**Objetivos**.
• a. Responde estas preguntas sobre la crónica sobre el baño:
(i) ¿En qué universidad y en qué país estaban los seminaristas brasileños?
(ii) ¿En qué revista aparece el comentario de Derli Antonio Bernardi?
(iii) ¿Qué poseía el palacio del Rey Minos?
• b. Repite, por favor, sin ningún cambio el pasaje de la crónica sobre el baño que se abre con las palabras "Habían perdido la práctica" y se cierra con "hierbas, esencias, etc.".

**Fragmento de lectura**.
************
Bañarse,
una costumbre de brasileños
Wanderlino
Arruda
El
padre Aderbal Murta cuenta que
al rector de la Universidad de
Louvain, en Bélgica, no
le ha gustado nada que cuando
los seminaristas brasileños,
que recién llegaban allí,
empezaron a solicitar un baño,
un pequeño cómodo
en el gran conjunto de edificio,
algo que a ellos les parecía
necesario y muy importante. En
serio, un baño, un sitio
donde se puede lavarse de los
pies a la cabeza, recibir agua
que cae desde arriba, pasarse
jabón de tocador,
enjuagarse el cuerpo, secarse,
después, con una toalla
aterciopelada. No es el baño
de palangana, de “sopapo”,
como lo diría mi amigo
Nô Barrão.
Baño
de veras, de ducha, con agua tibia,
no quemando, tampoco fría,
pues
todos somos hijos de Dios. Esas
exigencias, dijeron los administradores,
eran cosa de estudiantes subdesarrollados,
sólo podrían partir
de brasileños,
¡sujetos muy presumidos! El
baño en Bélgica, hasta
el momento,
era baño de guantes, de esponja,
sólo fregándose, sin
correr agua, sin mojarse el suelo...
Ahora
leo en la revista BRASIL ROTARIO
un interesante comentario de Derli
Antonio Bernardi, de la ciudad de
Maringa, refiriéndose a la
época en que bañarse
era pecado e incluso motivo para
encarcelamiento. ¡Cuánta
curiosidad!
Habían perdido la sabiduría
árabe, según la cual
“el agua es el más
eficiente
de todos los remedios y el mejor
de todos los cosméticos”.
Habían perdido la práctica
egipcia de cuando se bañaban
en tinas de oro y, de Grecia, cuando
el palacio del Rey Minos poseía
la más espectacular bañera
de la antigüedad,
decorada con mármol y piedras
preciosas. Se habían olvidado
de la tradición bañista
de Roma, cuando los cuartos de baño
eran tan snobs – con aceites,
vapores, hierbas, esencias, etc.
– y había a su lado
galerías de arte, teatros,
templos dedicados a los dioses.
************
**Bloque de datos**.
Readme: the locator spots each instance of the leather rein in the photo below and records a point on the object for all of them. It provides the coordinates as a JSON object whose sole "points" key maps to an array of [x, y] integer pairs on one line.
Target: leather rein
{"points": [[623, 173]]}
************
**Soluciones**.
• a.
(i) En la Universidad de Louvain, en Bélgica.
(ii) En la revista BRASIL ROTARIO.
(iii) La más espectacular bañera de la antigüedad, decorada con mármol y piedras preciosas.

• b.
Habían perdido la práctica
egipcia de cuando se bañaban
en tinas de oro y, de Grecia, cuando
el palacio del Rey Minos poseía
la más espectacular bañera
de la antigüedad,
decorada con mármol y piedras
preciosas. Se habían olvidado
de la tradición bañista
de Roma, cuando los cuartos de baño
eran tan snobs – con aceites,
vapores, hierbas, esencias, etc.